[Data listing]
....
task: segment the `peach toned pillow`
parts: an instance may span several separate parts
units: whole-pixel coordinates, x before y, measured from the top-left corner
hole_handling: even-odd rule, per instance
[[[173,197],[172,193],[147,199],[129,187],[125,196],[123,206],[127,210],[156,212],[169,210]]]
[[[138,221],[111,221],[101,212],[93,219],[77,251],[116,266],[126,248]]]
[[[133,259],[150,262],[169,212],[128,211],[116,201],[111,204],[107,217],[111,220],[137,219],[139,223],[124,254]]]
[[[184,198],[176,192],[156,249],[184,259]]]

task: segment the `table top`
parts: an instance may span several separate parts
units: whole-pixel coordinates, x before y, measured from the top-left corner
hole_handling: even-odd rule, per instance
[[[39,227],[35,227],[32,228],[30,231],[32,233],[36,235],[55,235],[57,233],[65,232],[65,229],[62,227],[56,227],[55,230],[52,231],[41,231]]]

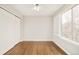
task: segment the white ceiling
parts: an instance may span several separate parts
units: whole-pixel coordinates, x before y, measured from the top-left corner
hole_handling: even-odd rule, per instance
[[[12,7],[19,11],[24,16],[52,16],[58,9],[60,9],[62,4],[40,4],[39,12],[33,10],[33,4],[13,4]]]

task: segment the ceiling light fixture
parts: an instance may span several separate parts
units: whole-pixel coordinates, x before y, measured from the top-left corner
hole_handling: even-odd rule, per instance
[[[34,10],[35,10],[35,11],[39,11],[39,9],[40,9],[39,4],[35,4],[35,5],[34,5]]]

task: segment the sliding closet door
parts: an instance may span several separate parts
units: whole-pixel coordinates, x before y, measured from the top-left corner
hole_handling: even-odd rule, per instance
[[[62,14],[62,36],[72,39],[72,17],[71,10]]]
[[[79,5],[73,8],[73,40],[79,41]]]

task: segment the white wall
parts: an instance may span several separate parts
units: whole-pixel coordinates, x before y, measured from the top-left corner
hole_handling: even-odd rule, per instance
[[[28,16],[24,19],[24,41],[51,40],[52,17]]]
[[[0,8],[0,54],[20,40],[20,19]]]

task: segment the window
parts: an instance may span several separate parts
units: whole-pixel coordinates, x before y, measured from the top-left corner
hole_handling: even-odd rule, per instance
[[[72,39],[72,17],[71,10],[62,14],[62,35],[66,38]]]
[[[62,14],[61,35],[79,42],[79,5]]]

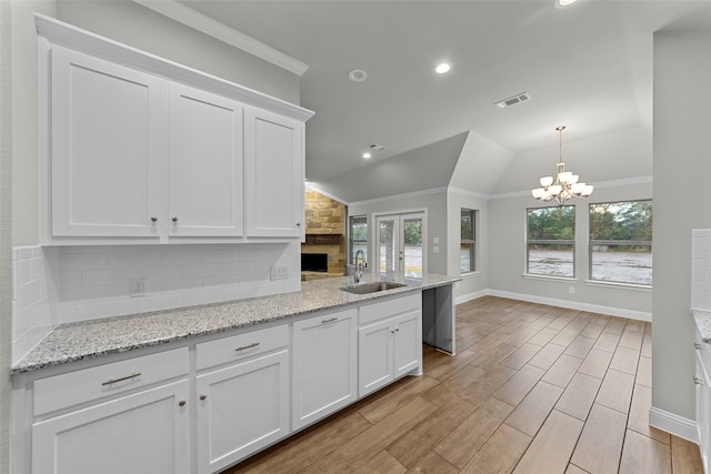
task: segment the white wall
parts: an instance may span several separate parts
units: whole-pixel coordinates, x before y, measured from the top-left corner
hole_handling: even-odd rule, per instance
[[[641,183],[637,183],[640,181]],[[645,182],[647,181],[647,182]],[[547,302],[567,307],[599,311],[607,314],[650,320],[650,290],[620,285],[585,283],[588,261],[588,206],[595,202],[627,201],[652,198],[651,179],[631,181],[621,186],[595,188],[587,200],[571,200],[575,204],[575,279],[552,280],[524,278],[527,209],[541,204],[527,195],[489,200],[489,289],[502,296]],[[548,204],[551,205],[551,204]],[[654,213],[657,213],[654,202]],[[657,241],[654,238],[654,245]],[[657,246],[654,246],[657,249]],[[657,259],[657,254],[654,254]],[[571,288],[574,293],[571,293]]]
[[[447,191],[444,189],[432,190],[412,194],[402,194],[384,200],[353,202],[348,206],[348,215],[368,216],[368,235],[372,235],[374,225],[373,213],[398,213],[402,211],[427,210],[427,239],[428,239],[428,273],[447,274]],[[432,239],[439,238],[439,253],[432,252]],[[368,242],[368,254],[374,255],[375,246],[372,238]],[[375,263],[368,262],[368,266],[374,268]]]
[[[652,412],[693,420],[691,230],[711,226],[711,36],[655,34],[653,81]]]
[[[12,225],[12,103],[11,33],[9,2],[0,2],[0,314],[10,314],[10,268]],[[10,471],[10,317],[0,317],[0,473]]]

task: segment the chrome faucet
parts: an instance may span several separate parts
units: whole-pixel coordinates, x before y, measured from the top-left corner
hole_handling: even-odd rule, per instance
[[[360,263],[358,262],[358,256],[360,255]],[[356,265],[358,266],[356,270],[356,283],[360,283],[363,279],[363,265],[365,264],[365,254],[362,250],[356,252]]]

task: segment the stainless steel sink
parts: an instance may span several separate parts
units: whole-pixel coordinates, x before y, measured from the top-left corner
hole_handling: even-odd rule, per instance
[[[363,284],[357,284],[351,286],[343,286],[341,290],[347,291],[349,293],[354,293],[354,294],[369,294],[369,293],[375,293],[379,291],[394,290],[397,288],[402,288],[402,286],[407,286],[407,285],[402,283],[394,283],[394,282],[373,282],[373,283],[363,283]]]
....
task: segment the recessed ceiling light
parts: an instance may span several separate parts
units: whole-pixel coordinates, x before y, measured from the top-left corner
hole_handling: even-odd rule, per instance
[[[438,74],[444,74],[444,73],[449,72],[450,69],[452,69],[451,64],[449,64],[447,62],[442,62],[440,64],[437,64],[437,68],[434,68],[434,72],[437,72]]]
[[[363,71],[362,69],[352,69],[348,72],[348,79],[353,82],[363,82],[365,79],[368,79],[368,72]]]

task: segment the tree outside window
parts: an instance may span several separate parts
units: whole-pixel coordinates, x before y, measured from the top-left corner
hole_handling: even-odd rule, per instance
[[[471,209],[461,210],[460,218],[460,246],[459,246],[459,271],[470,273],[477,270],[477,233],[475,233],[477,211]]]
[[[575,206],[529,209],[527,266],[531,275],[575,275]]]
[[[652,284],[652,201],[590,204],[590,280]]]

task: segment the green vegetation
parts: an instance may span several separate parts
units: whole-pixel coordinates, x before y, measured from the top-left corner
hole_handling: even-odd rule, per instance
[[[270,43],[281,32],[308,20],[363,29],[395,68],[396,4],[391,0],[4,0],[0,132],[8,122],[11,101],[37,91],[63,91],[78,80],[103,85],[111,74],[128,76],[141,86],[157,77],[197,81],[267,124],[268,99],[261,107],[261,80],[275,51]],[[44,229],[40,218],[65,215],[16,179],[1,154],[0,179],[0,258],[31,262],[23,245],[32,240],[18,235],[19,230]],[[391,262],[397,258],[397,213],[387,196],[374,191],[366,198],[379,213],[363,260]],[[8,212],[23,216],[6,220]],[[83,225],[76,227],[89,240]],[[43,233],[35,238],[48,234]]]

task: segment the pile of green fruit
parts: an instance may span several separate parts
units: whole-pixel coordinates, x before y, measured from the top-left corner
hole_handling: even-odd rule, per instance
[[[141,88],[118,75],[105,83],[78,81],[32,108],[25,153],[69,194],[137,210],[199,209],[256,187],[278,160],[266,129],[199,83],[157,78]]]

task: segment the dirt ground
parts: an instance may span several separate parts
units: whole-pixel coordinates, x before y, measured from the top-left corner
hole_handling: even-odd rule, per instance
....
▶ Your objective:
Please copy the records word for word, from the line containing "task: segment the sliding closet door" through the line containing "[[[62,14],[61,35],[79,42],[79,5]]]", with both of those lines included.

▶ Full solution:
task: segment the sliding closet door
parts: an instance may span several separate parts
units: whole-pixel coordinates, x before y, measured from the top-left corner
hole_handling: even-odd rule, per instance
[[[62,14],[62,36],[72,39],[72,17],[71,10]]]
[[[79,5],[73,8],[73,40],[79,41]]]

task: segment the white wall
parts: an instance may span several separate parts
units: whole-pixel coordinates, x before y, measured from the top-left corner
hole_handling: even-odd rule, per instance
[[[28,16],[24,19],[24,41],[51,40],[52,17]]]
[[[0,8],[0,54],[20,40],[20,19]]]

task: segment the window
parts: an instance may span several separate parts
units: whole-pixel coordinates, x before y, measured from the top-left corner
hole_handling: even-odd rule, per instance
[[[72,39],[72,17],[71,10],[62,14],[62,35],[66,38]]]
[[[62,14],[61,35],[79,42],[79,5]]]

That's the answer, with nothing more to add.